The UK and Ireland component distribution market is forecast to grow 10% to £1.55 billion in 2022, topping £1.5bn for the first time, says component industry body ecsn.

This follows a 15% acceleration to £1.41bn in 2021.

“ecsn members are entering 2022 with a strong order book,” says ecsn market analyst Aubrey Dunford.

He predicts a strong first half to 2022, followed by a slowing of growth in the second half of the year due to comparisons with a strong second half to 2021.

The question mark hanging over the industry is product availability.

“The consensus opinion held by ecsn members is that by mid-2022 lead-times will be declining rapidly to around an average of 12-to-16 weeks for most components but there will still be some ‘outliers’ on much longer lead-times”, adds ecsn chairman Adam Fletcher.

Records supplied:

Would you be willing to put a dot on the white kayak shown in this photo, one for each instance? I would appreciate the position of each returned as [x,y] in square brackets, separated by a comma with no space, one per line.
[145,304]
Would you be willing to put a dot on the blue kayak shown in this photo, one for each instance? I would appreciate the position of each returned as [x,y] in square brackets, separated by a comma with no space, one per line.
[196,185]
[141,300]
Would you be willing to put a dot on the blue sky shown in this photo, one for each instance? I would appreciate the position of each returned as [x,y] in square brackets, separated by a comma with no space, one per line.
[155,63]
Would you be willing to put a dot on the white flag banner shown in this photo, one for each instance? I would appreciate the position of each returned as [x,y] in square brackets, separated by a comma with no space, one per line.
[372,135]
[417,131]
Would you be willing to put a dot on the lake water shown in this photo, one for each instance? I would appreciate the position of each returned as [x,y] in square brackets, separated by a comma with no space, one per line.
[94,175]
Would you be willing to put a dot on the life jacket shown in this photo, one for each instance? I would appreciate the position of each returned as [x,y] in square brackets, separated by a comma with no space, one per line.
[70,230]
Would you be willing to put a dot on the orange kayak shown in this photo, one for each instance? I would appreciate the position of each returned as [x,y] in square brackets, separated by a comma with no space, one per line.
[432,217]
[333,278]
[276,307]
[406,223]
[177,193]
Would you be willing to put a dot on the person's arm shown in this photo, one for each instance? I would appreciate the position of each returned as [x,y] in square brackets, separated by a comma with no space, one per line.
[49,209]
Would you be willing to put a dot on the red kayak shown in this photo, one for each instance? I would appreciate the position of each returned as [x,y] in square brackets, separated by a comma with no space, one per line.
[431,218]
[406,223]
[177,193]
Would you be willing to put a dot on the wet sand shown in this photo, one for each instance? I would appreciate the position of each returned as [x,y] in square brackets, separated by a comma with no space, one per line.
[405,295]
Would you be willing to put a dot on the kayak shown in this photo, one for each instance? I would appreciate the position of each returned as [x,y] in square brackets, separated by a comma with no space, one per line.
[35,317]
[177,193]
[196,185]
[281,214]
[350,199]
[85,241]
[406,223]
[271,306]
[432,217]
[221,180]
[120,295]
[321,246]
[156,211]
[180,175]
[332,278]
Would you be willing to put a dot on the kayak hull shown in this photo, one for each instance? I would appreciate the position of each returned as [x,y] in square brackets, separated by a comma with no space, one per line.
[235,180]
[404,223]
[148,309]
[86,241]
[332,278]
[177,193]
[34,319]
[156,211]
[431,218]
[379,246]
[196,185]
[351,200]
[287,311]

What the task asks:
Write out the passage on the component distribution market forecast word for word, starting at "The UK and Ireland" and ending at "industry body ecsn.".

Solution below:
The UK and Ireland component distribution market is forecast to grow 10% to £1.55 billion in 2022, topping £1.5bn for the first time, says component industry body ecsn.